— Start of Provided data —

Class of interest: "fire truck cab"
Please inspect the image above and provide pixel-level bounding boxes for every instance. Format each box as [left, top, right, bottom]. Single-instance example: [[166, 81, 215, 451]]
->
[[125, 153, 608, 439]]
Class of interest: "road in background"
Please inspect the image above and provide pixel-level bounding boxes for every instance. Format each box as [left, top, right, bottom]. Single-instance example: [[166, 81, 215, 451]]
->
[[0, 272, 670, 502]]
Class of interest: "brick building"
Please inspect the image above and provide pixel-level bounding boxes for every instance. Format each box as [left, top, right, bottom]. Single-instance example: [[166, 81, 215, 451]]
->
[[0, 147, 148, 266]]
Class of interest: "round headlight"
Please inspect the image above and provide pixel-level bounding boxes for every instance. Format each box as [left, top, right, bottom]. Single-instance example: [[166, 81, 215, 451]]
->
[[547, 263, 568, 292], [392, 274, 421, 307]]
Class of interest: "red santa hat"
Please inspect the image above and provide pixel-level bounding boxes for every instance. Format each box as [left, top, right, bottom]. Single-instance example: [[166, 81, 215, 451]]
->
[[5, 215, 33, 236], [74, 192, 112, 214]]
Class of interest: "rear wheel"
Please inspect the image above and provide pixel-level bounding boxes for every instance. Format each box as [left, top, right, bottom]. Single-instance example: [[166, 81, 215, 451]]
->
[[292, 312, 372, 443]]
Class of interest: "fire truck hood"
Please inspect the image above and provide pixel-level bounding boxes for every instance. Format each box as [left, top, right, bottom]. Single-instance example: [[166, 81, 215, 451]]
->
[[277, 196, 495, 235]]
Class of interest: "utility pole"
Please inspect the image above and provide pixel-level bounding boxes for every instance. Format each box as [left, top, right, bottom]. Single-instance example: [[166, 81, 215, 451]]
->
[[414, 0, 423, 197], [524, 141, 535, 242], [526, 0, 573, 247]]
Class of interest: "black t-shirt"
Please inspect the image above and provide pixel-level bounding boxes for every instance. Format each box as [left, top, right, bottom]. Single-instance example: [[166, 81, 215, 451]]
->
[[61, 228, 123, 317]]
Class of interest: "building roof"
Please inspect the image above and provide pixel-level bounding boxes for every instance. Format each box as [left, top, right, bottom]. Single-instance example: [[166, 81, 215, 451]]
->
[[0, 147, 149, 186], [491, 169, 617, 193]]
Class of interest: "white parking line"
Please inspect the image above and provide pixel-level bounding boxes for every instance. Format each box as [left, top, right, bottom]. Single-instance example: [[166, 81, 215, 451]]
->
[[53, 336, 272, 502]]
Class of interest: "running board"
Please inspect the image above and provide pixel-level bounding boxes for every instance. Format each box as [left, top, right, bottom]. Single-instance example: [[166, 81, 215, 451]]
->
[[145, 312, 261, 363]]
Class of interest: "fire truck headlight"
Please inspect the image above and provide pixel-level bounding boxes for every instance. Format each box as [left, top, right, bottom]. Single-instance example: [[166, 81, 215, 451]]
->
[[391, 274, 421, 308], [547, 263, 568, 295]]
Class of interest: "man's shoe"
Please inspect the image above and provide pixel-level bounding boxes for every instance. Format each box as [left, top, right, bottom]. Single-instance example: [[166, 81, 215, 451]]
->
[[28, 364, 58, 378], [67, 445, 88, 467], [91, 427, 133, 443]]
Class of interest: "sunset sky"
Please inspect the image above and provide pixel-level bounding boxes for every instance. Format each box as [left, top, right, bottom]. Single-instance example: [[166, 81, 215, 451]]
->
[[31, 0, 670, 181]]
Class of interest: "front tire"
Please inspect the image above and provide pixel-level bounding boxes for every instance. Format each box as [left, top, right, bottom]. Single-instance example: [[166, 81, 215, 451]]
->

— End of Provided data —

◆ **Challenge**
Put the lines above into a numbered list, leaving out any blank lines.

◆ **Answer to this task**
1. Class of interest: "fire truck cab"
2. Please inspect the image above and provide pixel-level bounding boxes for every instance. Format each box as [left, top, right, bottom]. Single-instance example: [[166, 81, 215, 451]]
3. ->
4. [[125, 153, 608, 439]]
5. Class of interest: "road in background"
6. Please inspect the image above and provide pixel-level bounding boxes for every instance. Format each box as [left, top, right, bottom]. Single-instance example: [[166, 81, 215, 451]]
7. ->
8. [[0, 272, 670, 502]]
9. Class of interest: "brick building"
10. Please inspect the image above and provide pixel-level bounding boxes for every instance. Format each box as [left, top, right, bottom]. Single-instance example: [[166, 81, 215, 451]]
11. ->
12. [[0, 147, 148, 266]]
13. Class of interest: "round headlight"
14. Please inspect the image above and provide pixel-level bounding boxes for every instance. Format each box as [left, top, right, bottom]. Single-instance example: [[166, 81, 215, 451]]
15. ->
16. [[547, 263, 568, 292], [392, 274, 421, 307]]
17. Class of interest: "red santa hat"
18. Please inspect the image above and provide pixel-level bounding boxes for every instance. Format each box as [left, top, right, bottom]. Single-instance example: [[166, 81, 215, 451]]
19. ->
20. [[5, 215, 33, 236], [74, 192, 112, 214]]
21. Class of interest: "rear wheel"
22. Please inspect the image above and provide pixel-level bounding boxes for every instance. Format each box as [left, top, right, bottom]. Single-instance example: [[166, 81, 215, 451]]
23. ->
24. [[292, 312, 372, 443]]
25. Class of interest: "fire truck hood"
26. Please inspect the image above and provide pixel-level bounding boxes for every instance. Format each box as [left, top, right, bottom]. Single-instance example: [[166, 81, 215, 451]]
27. ->
28. [[277, 196, 495, 235]]
29. Class of interest: "utility pole"
30. Please inspect the image above and provide pixel-level bounding boxes for every instance. Format each box as [left, top, right, bottom]. Single-instance example: [[166, 81, 215, 451]]
31. ->
32. [[414, 0, 423, 197], [524, 141, 535, 242], [526, 0, 573, 247]]
33. Class of interest: "black t-shirt"
34. Please inspect the image above and provide pixel-level bounding boxes for every instance. Format each box as [left, top, right, bottom]. Single-instance example: [[166, 81, 215, 451]]
35. ->
36. [[61, 228, 123, 317]]
37. Class of interest: "building roof"
38. Please inspect the image above and provide pixel-level bounding boxes for every instance. Format each box as [left, top, right, bottom]. Single-instance example: [[166, 81, 215, 451]]
39. ->
40. [[0, 147, 149, 186], [491, 169, 617, 193]]
41. Class of interest: "white parking line"
42. Please inspect the image above and provide pixel-level bounding boxes for every instance. Format each box as [left, top, right, bottom]. Single-instance example: [[166, 81, 215, 451]]
43. ->
44. [[53, 336, 272, 502]]
45. Class of interest: "running board"
46. Please inspect the image above and provide pixel-level bounding boxes for every instance. Format each box as [left, top, right, bottom]. Single-instance example: [[166, 81, 215, 451]]
47. ->
48. [[145, 312, 261, 363]]
49. Class of interest: "fire truck headlight"
50. Please inspect the image above and provide pixel-level bounding boxes for every instance. Format each box as [left, top, right, bottom]. Single-instance example: [[166, 81, 215, 451]]
51. ->
52. [[391, 274, 421, 308], [547, 263, 568, 295]]
53. Class of interest: "man's shoe"
54. Please inspect the image above and provide pixel-level bounding boxes for every instance. Format each box as [left, top, right, bottom]. Single-instance example: [[166, 81, 215, 451]]
55. ->
56. [[28, 364, 58, 378], [67, 445, 88, 467], [91, 427, 133, 443]]
57. Class of interest: "sunset sky"
58. Please inspect the image above and provide pixel-level bounding boxes for every instance. Format each box as [left, top, right, bottom]. Single-instance example: [[166, 81, 215, 451]]
59. ->
60. [[31, 0, 670, 181]]
61. Class of interest: "front tire"
62. Please inspect the image above and provide pixel-level bounding boxes for every instance. Format each box as [left, top, right, bottom]. Single-instance example: [[166, 81, 215, 451]]
63. ->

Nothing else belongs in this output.